Exercise details:
Rewrite the lines below as a JSON list of strings, one string per line and no blank lines, starting with the line containing "A colleague asked me to get the coordinates of the brick" and continuing through the line containing "53, 0, 115, 24".
.....
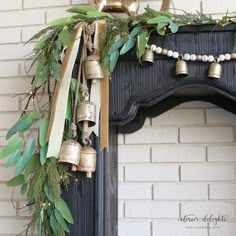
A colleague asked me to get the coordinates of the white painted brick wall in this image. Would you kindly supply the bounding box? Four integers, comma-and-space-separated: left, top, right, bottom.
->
118, 105, 236, 236
0, 0, 236, 236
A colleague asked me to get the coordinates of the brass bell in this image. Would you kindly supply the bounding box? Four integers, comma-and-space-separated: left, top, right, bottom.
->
208, 60, 222, 79
84, 55, 104, 80
77, 101, 96, 127
142, 49, 154, 65
77, 147, 97, 178
176, 59, 188, 78
58, 139, 81, 166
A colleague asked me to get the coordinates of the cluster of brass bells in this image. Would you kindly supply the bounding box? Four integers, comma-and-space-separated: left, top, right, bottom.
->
59, 51, 104, 178
59, 96, 97, 178
142, 48, 222, 79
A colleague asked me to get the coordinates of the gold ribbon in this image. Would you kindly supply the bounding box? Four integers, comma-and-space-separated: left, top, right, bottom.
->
89, 20, 109, 150
47, 23, 83, 158
98, 21, 109, 150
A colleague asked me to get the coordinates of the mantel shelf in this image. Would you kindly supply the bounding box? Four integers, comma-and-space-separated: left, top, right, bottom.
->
110, 24, 236, 130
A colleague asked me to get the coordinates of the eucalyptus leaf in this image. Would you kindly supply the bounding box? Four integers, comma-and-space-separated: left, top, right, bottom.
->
107, 37, 125, 56
34, 35, 48, 49
54, 198, 74, 224
50, 214, 57, 235
39, 117, 49, 147
20, 183, 28, 195
66, 93, 72, 121
33, 60, 45, 85
51, 62, 60, 81
41, 65, 49, 84
55, 209, 70, 233
44, 182, 54, 202
103, 55, 110, 66
7, 175, 25, 187
39, 145, 48, 166
37, 217, 43, 236
58, 27, 71, 47
157, 28, 166, 36
147, 16, 171, 24
70, 78, 78, 94
49, 17, 75, 26
20, 111, 41, 121
46, 205, 53, 216
130, 26, 143, 38
15, 138, 35, 176
110, 50, 120, 72
0, 138, 23, 160
87, 11, 113, 19
67, 5, 97, 14
6, 149, 21, 168
24, 154, 38, 179
40, 207, 44, 223
156, 23, 168, 31
170, 21, 179, 34
136, 29, 148, 58
6, 120, 33, 139
120, 38, 135, 55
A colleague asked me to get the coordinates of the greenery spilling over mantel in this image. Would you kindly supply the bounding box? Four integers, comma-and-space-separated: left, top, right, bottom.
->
0, 5, 236, 236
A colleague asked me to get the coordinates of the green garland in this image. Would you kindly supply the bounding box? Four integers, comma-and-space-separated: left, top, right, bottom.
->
0, 6, 236, 236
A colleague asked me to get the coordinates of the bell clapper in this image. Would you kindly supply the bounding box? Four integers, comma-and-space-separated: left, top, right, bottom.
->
71, 165, 77, 172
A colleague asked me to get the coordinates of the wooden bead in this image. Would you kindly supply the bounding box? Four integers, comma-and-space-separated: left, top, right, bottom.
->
161, 48, 168, 55
231, 53, 236, 59
196, 55, 202, 61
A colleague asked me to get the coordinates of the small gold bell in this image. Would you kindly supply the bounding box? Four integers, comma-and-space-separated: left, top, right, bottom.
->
77, 147, 97, 178
176, 59, 188, 78
58, 139, 81, 166
77, 101, 96, 127
142, 49, 154, 65
84, 55, 104, 80
208, 59, 222, 79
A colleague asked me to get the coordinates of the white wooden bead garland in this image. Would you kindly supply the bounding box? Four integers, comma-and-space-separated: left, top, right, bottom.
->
147, 44, 236, 62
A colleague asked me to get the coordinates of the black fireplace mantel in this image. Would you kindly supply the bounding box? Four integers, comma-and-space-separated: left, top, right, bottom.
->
64, 24, 236, 236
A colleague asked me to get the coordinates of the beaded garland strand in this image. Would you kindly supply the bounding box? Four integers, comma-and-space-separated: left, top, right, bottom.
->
147, 44, 236, 62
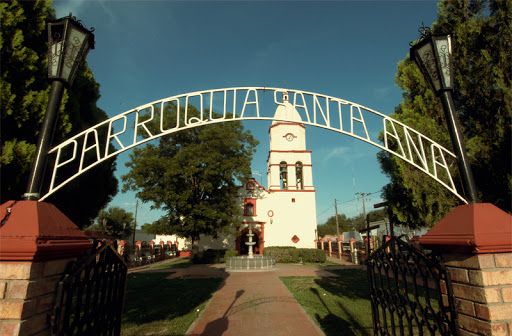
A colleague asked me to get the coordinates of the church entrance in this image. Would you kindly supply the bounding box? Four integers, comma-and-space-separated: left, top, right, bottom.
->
236, 229, 261, 255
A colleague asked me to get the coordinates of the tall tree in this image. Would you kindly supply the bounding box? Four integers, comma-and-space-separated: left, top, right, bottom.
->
86, 206, 134, 239
378, 0, 512, 227
122, 104, 258, 253
318, 209, 387, 236
0, 0, 117, 227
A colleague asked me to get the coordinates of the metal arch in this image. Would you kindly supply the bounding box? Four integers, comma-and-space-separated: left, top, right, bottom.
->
39, 87, 467, 203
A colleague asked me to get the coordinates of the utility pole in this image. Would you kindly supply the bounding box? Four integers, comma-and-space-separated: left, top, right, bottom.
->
356, 193, 368, 224
132, 200, 139, 245
334, 198, 340, 238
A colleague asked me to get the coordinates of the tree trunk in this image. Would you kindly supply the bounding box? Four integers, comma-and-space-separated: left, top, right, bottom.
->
192, 235, 200, 255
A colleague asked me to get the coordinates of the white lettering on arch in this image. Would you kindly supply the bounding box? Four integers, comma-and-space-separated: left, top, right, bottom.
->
40, 87, 466, 202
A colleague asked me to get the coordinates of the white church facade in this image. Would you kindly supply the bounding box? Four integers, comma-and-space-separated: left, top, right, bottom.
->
155, 93, 317, 255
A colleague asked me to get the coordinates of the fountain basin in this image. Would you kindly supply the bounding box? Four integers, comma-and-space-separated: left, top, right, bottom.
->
226, 254, 276, 271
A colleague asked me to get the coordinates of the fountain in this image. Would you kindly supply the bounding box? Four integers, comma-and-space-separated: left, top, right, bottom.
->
226, 224, 276, 271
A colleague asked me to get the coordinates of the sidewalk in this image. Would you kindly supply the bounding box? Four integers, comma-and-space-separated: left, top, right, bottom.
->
183, 263, 361, 336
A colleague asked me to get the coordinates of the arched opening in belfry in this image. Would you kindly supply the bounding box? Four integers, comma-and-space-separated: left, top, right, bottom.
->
279, 161, 288, 190
295, 161, 304, 190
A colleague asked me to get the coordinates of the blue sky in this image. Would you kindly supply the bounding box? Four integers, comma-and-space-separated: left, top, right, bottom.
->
53, 0, 437, 224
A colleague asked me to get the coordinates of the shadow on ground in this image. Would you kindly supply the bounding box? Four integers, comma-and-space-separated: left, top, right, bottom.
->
122, 269, 228, 335
310, 269, 373, 336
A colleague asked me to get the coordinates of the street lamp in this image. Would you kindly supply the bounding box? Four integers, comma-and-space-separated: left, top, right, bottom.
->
410, 27, 479, 203
23, 13, 94, 200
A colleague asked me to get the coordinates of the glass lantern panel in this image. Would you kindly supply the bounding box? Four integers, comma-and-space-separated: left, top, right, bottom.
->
417, 43, 441, 92
62, 25, 87, 82
434, 36, 452, 88
48, 40, 63, 78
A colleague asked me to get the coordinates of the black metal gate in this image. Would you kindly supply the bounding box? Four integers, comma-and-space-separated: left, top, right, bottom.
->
367, 237, 459, 335
52, 244, 128, 335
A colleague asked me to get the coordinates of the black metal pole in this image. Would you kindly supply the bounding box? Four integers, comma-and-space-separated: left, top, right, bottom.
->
440, 90, 479, 203
23, 80, 64, 201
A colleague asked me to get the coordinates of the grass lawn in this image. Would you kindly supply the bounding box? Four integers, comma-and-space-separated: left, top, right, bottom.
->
303, 260, 340, 267
281, 269, 373, 335
121, 272, 223, 335
150, 258, 194, 270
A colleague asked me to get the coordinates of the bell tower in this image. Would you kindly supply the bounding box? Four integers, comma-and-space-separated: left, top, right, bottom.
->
267, 92, 315, 192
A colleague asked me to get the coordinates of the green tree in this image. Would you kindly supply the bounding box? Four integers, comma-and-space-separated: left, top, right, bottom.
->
318, 214, 352, 237
378, 0, 512, 227
122, 104, 258, 253
86, 206, 134, 239
318, 209, 387, 237
0, 0, 118, 227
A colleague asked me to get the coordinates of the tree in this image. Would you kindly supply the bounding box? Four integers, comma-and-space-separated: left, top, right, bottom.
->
318, 209, 387, 237
86, 206, 134, 239
378, 0, 512, 227
122, 104, 258, 253
318, 214, 352, 237
0, 0, 117, 227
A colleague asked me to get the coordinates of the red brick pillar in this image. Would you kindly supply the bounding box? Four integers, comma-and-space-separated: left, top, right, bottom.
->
0, 201, 92, 336
117, 240, 126, 257
160, 240, 165, 260
167, 240, 172, 258
336, 238, 343, 259
348, 238, 356, 253
149, 241, 155, 257
420, 203, 512, 336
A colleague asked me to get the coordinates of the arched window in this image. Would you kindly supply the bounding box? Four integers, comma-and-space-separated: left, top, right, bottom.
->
245, 203, 254, 216
244, 198, 256, 216
295, 161, 304, 190
279, 161, 288, 189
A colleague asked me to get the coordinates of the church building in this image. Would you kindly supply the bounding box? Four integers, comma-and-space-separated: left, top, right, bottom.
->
236, 93, 317, 254
155, 93, 317, 255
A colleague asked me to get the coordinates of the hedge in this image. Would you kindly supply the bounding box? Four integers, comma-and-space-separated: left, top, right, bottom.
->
263, 246, 326, 263
192, 249, 238, 264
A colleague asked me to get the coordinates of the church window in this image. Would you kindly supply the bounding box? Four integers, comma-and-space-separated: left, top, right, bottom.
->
279, 161, 288, 189
244, 199, 256, 216
295, 161, 304, 190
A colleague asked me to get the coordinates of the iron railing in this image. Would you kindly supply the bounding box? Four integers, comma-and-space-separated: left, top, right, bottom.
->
52, 244, 128, 335
367, 237, 459, 335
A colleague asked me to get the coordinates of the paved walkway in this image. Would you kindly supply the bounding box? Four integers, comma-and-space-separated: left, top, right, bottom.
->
133, 258, 364, 336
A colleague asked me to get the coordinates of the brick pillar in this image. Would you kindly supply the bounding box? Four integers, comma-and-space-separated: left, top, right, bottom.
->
149, 241, 155, 256
419, 203, 512, 336
0, 201, 92, 336
336, 238, 343, 259
135, 240, 142, 257
117, 240, 127, 257
160, 240, 165, 260
348, 238, 356, 253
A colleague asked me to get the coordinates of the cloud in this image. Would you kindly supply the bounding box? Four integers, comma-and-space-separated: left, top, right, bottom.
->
315, 146, 365, 166
323, 146, 351, 161
53, 0, 115, 24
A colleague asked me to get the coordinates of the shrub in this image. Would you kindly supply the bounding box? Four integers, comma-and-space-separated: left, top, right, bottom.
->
299, 248, 326, 263
192, 250, 226, 264
263, 246, 300, 263
224, 250, 238, 260
263, 246, 326, 263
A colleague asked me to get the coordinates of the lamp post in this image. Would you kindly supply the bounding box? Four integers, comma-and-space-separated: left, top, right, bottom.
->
410, 27, 479, 203
23, 13, 94, 201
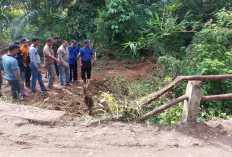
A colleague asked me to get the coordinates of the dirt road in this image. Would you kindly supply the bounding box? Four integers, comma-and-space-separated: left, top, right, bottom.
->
0, 102, 232, 157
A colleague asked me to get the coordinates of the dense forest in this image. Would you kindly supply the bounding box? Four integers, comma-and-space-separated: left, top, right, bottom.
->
0, 0, 232, 123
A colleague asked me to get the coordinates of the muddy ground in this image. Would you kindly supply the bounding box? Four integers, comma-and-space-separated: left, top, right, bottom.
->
0, 103, 232, 157
0, 60, 232, 157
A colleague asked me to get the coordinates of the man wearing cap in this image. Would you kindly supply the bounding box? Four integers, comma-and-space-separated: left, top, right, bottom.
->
52, 37, 59, 77
0, 55, 3, 97
68, 40, 79, 84
20, 38, 31, 87
43, 38, 61, 89
57, 39, 72, 88
29, 37, 49, 93
2, 43, 24, 100
14, 41, 29, 97
79, 40, 95, 85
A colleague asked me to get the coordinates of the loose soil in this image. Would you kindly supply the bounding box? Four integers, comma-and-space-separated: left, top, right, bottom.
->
0, 103, 232, 157
0, 60, 232, 157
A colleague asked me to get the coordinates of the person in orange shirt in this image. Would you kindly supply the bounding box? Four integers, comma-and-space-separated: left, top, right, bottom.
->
20, 38, 31, 88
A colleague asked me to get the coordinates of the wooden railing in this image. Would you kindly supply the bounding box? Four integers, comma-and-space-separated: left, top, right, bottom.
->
138, 75, 232, 121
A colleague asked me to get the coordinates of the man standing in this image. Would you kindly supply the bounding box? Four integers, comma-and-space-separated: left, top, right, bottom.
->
43, 38, 61, 89
52, 37, 59, 77
14, 41, 29, 97
57, 40, 72, 88
68, 40, 79, 84
0, 55, 3, 97
79, 40, 95, 85
20, 38, 31, 88
2, 43, 24, 100
29, 37, 49, 93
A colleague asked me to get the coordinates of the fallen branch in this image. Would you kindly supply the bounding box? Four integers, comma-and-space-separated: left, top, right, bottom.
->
138, 95, 189, 121
201, 94, 232, 101
101, 101, 115, 118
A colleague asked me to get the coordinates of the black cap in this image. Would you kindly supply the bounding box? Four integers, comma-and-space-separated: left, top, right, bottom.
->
21, 38, 29, 43
8, 42, 19, 51
46, 38, 53, 42
71, 40, 77, 44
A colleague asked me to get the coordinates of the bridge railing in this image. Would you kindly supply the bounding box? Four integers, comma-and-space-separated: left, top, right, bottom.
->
138, 75, 232, 121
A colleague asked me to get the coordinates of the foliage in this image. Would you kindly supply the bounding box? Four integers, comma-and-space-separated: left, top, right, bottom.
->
123, 1, 197, 57
185, 10, 232, 115
96, 0, 135, 45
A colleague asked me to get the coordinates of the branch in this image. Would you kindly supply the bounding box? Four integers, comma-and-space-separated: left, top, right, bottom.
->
138, 95, 189, 121
142, 74, 232, 106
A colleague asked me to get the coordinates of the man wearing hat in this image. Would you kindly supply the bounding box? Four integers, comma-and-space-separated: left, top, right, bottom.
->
52, 36, 59, 77
2, 43, 24, 100
29, 37, 49, 93
14, 41, 29, 97
79, 40, 95, 85
20, 38, 31, 88
43, 38, 61, 89
57, 39, 72, 88
68, 40, 79, 84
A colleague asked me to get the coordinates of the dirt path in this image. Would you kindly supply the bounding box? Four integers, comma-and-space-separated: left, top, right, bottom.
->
0, 102, 232, 157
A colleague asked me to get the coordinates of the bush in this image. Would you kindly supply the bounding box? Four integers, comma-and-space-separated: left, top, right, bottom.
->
183, 10, 232, 116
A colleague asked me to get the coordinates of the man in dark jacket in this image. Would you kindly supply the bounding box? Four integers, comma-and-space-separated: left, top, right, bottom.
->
14, 41, 29, 97
52, 37, 59, 77
68, 40, 79, 84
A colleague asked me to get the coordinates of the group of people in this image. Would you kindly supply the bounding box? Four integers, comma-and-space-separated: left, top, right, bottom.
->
0, 37, 95, 100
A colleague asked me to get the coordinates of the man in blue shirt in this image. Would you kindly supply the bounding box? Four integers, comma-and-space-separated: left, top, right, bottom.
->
14, 41, 29, 97
68, 40, 79, 84
29, 37, 49, 93
2, 43, 24, 100
79, 40, 95, 85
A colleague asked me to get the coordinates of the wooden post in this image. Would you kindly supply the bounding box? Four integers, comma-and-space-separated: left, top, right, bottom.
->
182, 81, 202, 122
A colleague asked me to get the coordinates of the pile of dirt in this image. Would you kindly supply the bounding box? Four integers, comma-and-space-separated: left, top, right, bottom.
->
0, 103, 232, 157
2, 60, 154, 117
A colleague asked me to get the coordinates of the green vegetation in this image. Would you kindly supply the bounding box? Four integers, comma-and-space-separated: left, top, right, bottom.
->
0, 0, 232, 124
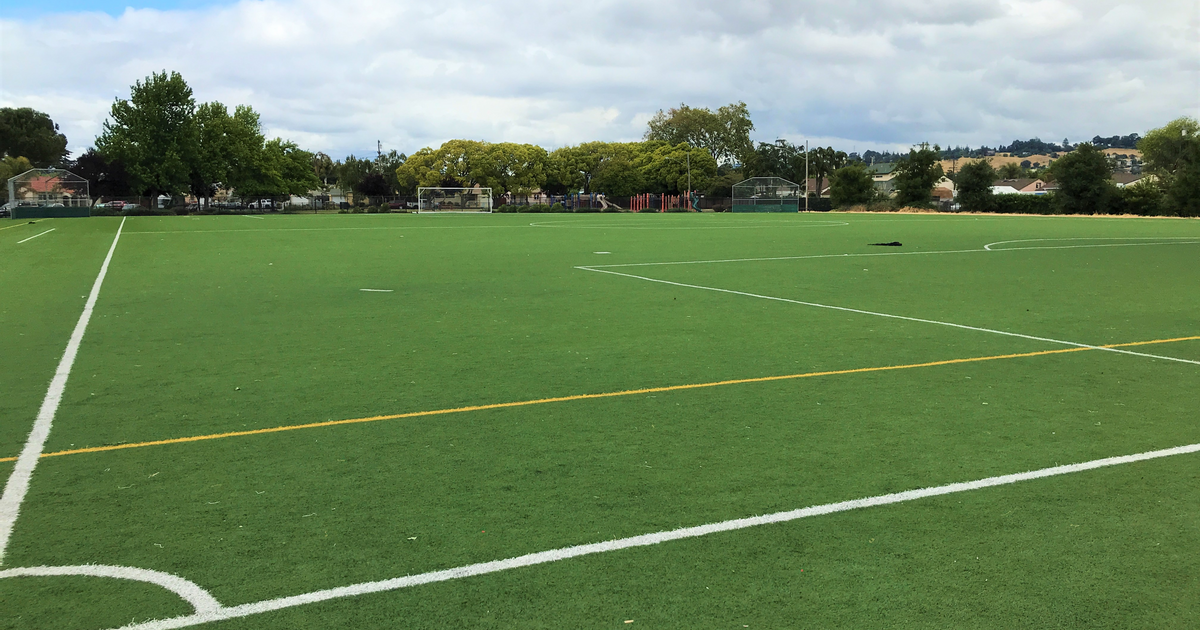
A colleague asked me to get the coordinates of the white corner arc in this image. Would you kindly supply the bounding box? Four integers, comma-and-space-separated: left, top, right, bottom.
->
0, 564, 221, 613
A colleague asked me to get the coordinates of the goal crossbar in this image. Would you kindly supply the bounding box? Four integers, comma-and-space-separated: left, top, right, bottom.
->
416, 186, 492, 212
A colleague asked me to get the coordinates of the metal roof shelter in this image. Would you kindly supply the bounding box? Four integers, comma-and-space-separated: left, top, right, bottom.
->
731, 178, 804, 212
8, 168, 91, 218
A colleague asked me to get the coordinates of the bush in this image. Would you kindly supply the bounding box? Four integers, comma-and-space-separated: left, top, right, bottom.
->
991, 194, 1058, 215
121, 205, 175, 216
1112, 182, 1174, 216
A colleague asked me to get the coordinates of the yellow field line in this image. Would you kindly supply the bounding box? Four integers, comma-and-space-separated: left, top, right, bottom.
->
0, 220, 39, 232
0, 336, 1200, 462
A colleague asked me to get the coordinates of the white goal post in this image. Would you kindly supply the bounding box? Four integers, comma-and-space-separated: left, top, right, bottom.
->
416, 186, 492, 212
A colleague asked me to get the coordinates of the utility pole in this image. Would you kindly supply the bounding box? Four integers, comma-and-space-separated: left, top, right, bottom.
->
688, 146, 691, 205
804, 140, 820, 212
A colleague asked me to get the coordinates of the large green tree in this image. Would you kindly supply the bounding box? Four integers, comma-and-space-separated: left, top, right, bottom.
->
643, 102, 754, 163
312, 151, 337, 192
829, 162, 875, 208
0, 107, 67, 168
1050, 143, 1116, 215
188, 102, 232, 199
96, 72, 198, 198
954, 160, 997, 212
1138, 116, 1200, 216
0, 156, 34, 202
892, 143, 943, 208
636, 143, 716, 194
335, 154, 374, 193
742, 140, 805, 182
374, 149, 416, 194
67, 149, 133, 199
238, 138, 320, 199
809, 146, 848, 197
396, 140, 551, 194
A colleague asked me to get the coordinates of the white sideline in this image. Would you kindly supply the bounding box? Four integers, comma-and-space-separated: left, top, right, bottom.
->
588, 236, 1200, 269
17, 228, 59, 245
110, 444, 1200, 630
0, 564, 221, 612
575, 266, 1200, 365
0, 218, 125, 566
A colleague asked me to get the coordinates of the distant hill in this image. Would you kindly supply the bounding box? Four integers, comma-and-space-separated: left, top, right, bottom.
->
942, 149, 1141, 173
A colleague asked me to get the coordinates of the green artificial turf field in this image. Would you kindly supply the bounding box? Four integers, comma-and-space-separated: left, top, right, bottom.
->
0, 214, 1200, 630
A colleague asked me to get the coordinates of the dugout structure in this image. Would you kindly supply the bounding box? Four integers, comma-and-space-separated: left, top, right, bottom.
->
8, 168, 91, 218
731, 178, 804, 212
416, 186, 492, 214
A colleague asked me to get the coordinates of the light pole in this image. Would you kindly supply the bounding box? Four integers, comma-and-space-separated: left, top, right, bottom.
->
688, 146, 691, 196
804, 140, 821, 212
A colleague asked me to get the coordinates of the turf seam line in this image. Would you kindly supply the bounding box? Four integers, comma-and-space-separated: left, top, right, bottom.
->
0, 335, 1200, 462
983, 236, 1200, 252
0, 218, 125, 565
17, 228, 59, 245
575, 266, 1200, 365
576, 236, 1200, 265
105, 444, 1200, 630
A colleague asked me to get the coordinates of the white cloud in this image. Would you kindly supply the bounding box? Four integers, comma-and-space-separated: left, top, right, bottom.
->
0, 0, 1200, 157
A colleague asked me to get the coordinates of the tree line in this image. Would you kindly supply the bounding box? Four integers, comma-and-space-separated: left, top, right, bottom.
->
955, 116, 1200, 216
0, 71, 1200, 216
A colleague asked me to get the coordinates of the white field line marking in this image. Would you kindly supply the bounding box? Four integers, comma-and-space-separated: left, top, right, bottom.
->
529, 220, 850, 229
581, 236, 1200, 269
112, 444, 1200, 630
575, 266, 1200, 365
0, 218, 48, 232
17, 228, 59, 245
0, 564, 221, 612
0, 218, 125, 565
130, 226, 528, 234
983, 236, 1198, 252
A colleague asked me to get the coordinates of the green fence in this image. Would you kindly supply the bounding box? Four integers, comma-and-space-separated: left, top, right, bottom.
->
12, 205, 91, 218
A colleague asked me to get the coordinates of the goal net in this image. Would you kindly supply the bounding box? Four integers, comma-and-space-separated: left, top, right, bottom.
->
416, 187, 492, 212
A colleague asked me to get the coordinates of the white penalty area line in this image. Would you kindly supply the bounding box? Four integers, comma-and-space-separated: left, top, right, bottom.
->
17, 228, 59, 245
0, 218, 125, 565
576, 236, 1200, 270
575, 266, 1200, 365
112, 444, 1200, 630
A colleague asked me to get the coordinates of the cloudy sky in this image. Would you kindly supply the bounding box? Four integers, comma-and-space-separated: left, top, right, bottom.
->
0, 0, 1200, 157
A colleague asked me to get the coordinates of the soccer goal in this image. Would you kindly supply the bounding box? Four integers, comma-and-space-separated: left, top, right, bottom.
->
416, 187, 492, 212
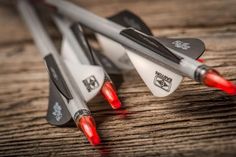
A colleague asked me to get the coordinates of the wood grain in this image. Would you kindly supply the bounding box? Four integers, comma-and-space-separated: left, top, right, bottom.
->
0, 0, 236, 157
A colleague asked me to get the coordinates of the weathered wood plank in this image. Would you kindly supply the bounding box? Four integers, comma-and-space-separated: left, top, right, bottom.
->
0, 0, 236, 157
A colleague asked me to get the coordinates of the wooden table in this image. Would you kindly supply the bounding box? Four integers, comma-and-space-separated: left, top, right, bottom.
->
0, 0, 236, 157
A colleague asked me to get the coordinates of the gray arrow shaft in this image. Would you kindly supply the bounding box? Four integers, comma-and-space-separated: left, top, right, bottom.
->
18, 0, 88, 118
46, 0, 206, 79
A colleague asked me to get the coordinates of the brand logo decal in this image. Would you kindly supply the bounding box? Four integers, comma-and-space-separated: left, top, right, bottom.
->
52, 102, 62, 122
172, 40, 191, 50
83, 75, 99, 92
124, 17, 141, 30
118, 54, 132, 66
153, 71, 172, 92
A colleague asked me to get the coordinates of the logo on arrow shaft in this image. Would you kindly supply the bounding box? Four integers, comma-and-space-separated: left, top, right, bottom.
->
83, 75, 99, 92
153, 71, 172, 92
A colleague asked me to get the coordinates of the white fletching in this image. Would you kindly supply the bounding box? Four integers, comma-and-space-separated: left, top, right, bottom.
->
96, 34, 134, 71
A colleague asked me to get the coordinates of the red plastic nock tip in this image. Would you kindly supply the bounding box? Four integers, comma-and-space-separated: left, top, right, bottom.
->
77, 116, 100, 146
101, 81, 121, 109
197, 58, 205, 63
203, 70, 236, 95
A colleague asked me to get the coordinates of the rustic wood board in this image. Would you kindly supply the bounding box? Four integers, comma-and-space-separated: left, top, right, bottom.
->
0, 0, 236, 157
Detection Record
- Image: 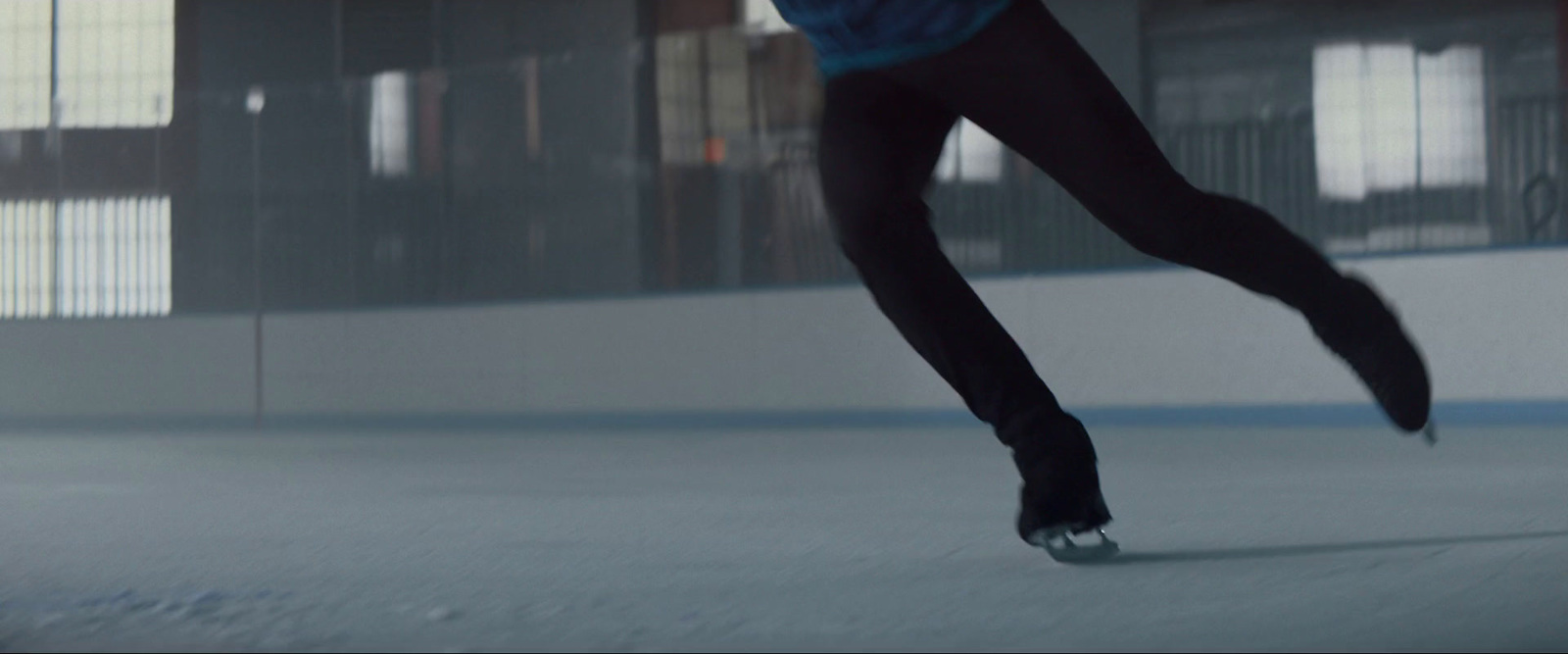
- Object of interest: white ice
[0,428,1568,651]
.....
Reply to the exercise:
[
  "A colleague asked me to get the coordinates of the brick pillar in this image. Would you kindly supply the bounding box? Four integers, comma-and-space-separated: left, top, right, bottom.",
  "->",
  "149, 241, 155, 256",
  "419, 203, 512, 336",
  "0, 201, 92, 336",
  "336, 238, 343, 259",
  "135, 240, 142, 257",
  "117, 240, 127, 257",
  "160, 240, 165, 260",
  "348, 238, 356, 253",
  "A colleague asked me to get the coordinates of the cloud in this image. Would you kindly supply the bounding box? Four integers, comma-and-space-separated: left, top, right, bottom.",
  "->",
  "315, 146, 365, 166",
  "323, 146, 351, 161",
  "53, 0, 115, 24"
]